### TEXT PASSAGE
◆ ◆ ◆

How to Dress Kids for the Canadian Fallby Martha Scully • September 19, 2016
Falls is here! Time to get rid of the t-shirts and shorts (or at least, time to start thinking about doing so), and switch over to pants, long-sleeved shirts, and jackets.
Because Canadian fall weather can be unpredictable, you may struggle with how to properly dress kids for daycare or school, or just a day out.
Below are some tips for parents and caregivers to keep in mind when dressing kids for fall weather.
8 Tips for Dressing Children for the Canadian Fall Weather
1. Watch the Weather Forecast
Fall can be a tricky time when it comes to dressing kids: some days it is still very warm (in fact, it still feels like summer!), whereas others can be quite cold. In one week you may see a day where kids won’t need a jacket at all, and one where they’ll need mitts. It’s important to pay attention to the local forecast in the morning to make sure that children are dressed appropriately, especially since they will have time outside at school. This will also allow you the chance to pack anything extra they may need for the day, such as a raincoat or umbrella if rain is expected in the afternoon.
2. Hide the New Clothes, or Wait to Buy Them
You probably spent at least part of your summer shopping for back to school clothes for the kids, and they are undoubtedly excited to wear them! But with school starting the first week of September (or even the last weeks in August in some places), it is still far too warm (in most places) for some of the winter clothes you may have purchased. This can definitely create a battle with your kids, who want to show off their new threads to their friends. One way to avoid this is to pack those clothes away: out of sight, out of mind.
Another way is to consider holding off on back to school shopping until the weather gets cooler. Bonus: You might be able to find some sales!
3. Function over Fashion
Many parents want their children to look cute and fashionable and that’s ok but be sure not to do this at the cost of comfort, warmth, and functionality. Stylish shoes and fancy dresses aren’t always practical when it come to playtime. Be sure to dress for fun, not just for style.
4. Dress in Layers
Fall and spring are great times of year to dress children in layers. Especially if they are going to be out of the house for the day (whether at school or daycare). This way, they can lose layers if the weather warms up but can also keep them if it stays cool. This also keeps them covered at a time of year when the indoor temperature can be unpredictable (for example, some schools turn off the air conditioning early, and there are still days where it’s quite warm, meaning short sleeves inside are a must).

◆ ◆ ◆

### INFORMATION SHOWN

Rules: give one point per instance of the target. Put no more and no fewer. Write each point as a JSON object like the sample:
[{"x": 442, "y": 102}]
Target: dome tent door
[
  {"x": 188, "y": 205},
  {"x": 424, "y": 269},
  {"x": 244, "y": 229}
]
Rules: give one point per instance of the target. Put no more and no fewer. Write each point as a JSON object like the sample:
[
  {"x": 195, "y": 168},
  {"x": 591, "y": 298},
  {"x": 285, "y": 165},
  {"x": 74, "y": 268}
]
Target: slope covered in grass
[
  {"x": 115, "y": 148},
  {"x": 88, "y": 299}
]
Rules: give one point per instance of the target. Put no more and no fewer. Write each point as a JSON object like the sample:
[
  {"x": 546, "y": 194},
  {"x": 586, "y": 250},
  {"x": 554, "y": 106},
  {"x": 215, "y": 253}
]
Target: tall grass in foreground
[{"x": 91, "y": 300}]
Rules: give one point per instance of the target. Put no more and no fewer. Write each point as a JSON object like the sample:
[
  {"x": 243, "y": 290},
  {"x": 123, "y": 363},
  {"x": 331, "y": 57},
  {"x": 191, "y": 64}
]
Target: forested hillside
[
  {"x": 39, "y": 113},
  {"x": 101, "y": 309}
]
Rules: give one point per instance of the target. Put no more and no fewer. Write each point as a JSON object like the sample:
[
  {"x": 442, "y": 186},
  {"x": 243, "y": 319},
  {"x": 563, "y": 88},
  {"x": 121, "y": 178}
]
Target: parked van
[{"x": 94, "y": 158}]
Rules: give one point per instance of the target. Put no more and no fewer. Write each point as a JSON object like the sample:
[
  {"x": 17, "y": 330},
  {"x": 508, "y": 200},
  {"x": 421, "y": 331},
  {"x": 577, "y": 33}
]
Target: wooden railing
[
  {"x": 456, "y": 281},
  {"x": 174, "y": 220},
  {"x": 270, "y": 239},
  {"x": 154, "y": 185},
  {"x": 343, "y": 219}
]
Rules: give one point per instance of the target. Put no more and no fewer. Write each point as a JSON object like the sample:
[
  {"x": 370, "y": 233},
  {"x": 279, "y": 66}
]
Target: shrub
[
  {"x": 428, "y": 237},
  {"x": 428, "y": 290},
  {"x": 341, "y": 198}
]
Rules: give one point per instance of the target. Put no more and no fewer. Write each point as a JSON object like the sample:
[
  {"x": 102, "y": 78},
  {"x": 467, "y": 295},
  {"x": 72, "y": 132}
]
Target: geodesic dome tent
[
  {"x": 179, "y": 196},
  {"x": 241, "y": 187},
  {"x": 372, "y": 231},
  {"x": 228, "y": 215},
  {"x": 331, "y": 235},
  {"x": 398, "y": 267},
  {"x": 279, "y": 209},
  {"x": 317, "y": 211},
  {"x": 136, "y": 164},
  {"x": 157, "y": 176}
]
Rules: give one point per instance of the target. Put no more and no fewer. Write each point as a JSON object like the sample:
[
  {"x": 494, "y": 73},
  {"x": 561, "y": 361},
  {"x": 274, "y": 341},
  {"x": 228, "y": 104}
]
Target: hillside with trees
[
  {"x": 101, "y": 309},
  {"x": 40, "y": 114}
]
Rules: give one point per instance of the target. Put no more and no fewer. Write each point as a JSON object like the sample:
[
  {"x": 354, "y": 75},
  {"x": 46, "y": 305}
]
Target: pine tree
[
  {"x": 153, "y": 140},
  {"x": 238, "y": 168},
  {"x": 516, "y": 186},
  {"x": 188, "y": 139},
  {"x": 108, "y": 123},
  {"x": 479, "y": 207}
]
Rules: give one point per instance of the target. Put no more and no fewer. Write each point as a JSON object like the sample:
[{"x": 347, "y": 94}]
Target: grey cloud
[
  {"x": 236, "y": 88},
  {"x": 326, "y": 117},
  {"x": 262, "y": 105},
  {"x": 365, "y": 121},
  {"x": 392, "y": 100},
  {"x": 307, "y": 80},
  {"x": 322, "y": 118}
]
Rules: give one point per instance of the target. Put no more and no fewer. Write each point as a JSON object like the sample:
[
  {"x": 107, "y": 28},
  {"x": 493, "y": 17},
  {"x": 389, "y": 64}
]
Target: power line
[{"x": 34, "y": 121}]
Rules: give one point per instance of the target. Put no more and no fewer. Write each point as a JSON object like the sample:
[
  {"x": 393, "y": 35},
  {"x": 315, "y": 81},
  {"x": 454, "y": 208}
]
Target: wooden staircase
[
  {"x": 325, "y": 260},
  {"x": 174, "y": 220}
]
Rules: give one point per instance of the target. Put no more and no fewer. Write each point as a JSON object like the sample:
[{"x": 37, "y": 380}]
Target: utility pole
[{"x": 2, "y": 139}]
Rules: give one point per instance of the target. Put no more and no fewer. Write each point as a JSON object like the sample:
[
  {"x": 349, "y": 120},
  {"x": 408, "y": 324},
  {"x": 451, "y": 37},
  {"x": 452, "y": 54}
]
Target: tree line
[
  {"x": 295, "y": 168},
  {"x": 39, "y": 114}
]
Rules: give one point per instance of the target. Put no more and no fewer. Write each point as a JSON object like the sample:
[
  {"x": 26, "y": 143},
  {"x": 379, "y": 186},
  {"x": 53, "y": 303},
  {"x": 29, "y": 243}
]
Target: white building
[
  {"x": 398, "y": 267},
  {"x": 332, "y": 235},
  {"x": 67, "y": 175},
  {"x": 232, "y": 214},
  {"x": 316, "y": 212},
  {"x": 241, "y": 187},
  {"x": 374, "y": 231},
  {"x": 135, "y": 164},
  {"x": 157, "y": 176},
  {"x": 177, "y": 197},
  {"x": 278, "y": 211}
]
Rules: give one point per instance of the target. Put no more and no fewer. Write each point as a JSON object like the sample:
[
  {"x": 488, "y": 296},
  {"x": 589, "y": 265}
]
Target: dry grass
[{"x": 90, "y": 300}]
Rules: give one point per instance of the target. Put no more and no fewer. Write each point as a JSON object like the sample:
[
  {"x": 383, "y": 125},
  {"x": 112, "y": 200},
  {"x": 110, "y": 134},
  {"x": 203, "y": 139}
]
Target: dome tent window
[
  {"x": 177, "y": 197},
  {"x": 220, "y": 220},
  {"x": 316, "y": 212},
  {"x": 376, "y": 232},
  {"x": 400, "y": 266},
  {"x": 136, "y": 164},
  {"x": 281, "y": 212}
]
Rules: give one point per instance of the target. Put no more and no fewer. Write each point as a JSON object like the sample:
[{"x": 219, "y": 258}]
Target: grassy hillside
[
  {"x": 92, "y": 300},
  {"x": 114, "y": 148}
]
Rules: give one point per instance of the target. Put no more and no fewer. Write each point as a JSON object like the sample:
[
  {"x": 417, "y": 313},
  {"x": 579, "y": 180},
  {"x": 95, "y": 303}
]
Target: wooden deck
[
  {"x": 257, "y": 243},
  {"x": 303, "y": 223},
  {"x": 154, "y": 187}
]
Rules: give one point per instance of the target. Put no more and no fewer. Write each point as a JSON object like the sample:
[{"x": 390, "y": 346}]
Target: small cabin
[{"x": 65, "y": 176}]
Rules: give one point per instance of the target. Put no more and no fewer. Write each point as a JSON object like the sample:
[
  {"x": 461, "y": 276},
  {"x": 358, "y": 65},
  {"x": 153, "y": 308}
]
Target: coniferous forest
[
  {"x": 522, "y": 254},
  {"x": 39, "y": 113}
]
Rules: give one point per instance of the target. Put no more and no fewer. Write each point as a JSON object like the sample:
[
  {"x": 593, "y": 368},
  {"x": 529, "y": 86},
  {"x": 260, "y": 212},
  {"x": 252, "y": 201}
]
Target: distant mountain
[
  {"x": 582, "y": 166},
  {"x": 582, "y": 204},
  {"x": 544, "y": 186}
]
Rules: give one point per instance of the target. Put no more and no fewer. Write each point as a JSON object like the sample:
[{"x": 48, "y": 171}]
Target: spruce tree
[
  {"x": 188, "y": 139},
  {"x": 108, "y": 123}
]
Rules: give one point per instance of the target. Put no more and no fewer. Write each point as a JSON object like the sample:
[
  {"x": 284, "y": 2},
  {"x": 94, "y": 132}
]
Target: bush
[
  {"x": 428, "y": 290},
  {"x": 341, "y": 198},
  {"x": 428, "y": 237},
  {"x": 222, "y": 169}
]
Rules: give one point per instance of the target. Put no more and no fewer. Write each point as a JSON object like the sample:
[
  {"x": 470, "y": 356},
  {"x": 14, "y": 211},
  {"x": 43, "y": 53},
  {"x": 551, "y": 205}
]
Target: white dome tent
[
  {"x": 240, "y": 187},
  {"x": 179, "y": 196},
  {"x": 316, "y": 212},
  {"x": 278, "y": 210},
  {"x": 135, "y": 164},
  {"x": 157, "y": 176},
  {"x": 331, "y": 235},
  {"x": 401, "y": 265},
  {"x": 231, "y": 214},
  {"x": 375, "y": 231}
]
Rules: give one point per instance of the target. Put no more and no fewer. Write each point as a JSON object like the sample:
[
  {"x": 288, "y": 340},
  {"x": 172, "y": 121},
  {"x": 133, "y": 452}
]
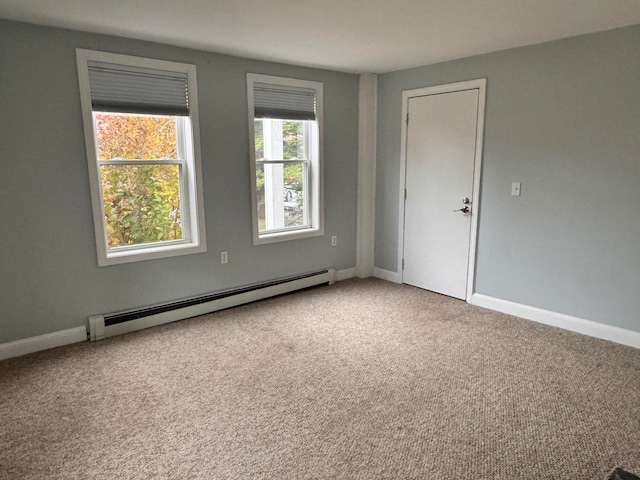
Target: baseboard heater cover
[{"x": 108, "y": 325}]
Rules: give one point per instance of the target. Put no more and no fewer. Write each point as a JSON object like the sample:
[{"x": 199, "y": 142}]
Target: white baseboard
[
  {"x": 386, "y": 275},
  {"x": 567, "y": 322},
  {"x": 345, "y": 274},
  {"x": 42, "y": 342}
]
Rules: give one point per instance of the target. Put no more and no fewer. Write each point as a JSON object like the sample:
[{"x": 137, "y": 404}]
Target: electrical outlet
[{"x": 515, "y": 189}]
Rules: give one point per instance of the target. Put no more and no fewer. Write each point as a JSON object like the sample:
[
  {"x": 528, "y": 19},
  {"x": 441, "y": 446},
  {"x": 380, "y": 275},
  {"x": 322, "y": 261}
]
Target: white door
[{"x": 440, "y": 160}]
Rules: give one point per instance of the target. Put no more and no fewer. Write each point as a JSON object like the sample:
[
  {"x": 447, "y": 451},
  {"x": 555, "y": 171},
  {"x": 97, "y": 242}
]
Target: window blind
[
  {"x": 284, "y": 102},
  {"x": 129, "y": 89}
]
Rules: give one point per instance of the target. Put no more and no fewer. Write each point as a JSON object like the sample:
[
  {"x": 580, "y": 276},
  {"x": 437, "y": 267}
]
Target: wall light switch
[{"x": 515, "y": 189}]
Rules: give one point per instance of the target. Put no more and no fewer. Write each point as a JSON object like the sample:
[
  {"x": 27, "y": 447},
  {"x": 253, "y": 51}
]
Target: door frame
[{"x": 480, "y": 85}]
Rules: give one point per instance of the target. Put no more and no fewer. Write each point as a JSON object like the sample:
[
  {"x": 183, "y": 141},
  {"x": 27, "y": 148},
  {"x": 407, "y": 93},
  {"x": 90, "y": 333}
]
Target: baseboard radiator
[{"x": 108, "y": 325}]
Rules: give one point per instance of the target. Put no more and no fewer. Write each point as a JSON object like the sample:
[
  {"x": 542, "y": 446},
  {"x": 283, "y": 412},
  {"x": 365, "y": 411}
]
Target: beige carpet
[{"x": 361, "y": 380}]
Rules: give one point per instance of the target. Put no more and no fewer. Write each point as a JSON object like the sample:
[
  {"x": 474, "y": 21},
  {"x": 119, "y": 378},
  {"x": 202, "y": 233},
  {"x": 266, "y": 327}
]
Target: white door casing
[{"x": 441, "y": 164}]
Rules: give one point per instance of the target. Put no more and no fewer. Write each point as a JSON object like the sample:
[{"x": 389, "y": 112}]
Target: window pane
[
  {"x": 293, "y": 140},
  {"x": 258, "y": 128},
  {"x": 135, "y": 137},
  {"x": 141, "y": 203},
  {"x": 281, "y": 196},
  {"x": 280, "y": 139}
]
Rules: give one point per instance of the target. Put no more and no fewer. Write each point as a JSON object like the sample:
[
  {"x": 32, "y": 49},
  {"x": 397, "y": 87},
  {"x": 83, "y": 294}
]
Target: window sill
[
  {"x": 266, "y": 238},
  {"x": 149, "y": 253}
]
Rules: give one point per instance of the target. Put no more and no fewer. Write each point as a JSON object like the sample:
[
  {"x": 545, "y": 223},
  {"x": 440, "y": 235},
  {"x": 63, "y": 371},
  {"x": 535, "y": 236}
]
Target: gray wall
[
  {"x": 563, "y": 118},
  {"x": 49, "y": 278}
]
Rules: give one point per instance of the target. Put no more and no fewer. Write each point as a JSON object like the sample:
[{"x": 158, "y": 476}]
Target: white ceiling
[{"x": 346, "y": 35}]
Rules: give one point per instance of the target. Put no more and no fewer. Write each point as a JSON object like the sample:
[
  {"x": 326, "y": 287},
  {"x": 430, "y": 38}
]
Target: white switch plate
[{"x": 515, "y": 189}]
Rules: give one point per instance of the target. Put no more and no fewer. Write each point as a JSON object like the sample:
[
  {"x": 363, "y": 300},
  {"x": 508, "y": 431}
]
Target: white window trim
[
  {"x": 195, "y": 241},
  {"x": 316, "y": 194}
]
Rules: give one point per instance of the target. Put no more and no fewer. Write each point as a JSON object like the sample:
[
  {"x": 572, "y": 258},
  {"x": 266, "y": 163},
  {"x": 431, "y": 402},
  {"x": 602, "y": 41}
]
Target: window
[
  {"x": 141, "y": 130},
  {"x": 285, "y": 125}
]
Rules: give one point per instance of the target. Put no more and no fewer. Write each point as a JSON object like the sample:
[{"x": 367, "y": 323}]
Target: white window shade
[
  {"x": 131, "y": 89},
  {"x": 284, "y": 102}
]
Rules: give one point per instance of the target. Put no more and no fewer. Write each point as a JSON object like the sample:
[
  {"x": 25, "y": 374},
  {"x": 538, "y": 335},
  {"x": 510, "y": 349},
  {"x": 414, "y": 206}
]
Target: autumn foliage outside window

◆ ◆ ◆

### ACTIVITY
Repeat everything in the article on dressing kids for fall from "2. Hide the" down to "out of mind.", word for word.

### SOLUTION FOR THIS TASK
2. Hide the New Clothes, or Wait to Buy Them
You probably spent at least part of your summer shopping for back to school clothes for the kids, and they are undoubtedly excited to wear them! But with school starting the first week of September (or even the last weeks in August in some places), it is still far too warm (in most places) for some of the winter clothes you may have purchased. This can definitely create a battle with your kids, who want to show off their new threads to their friends. One way to avoid this is to pack those clothes away: out of sight, out of mind.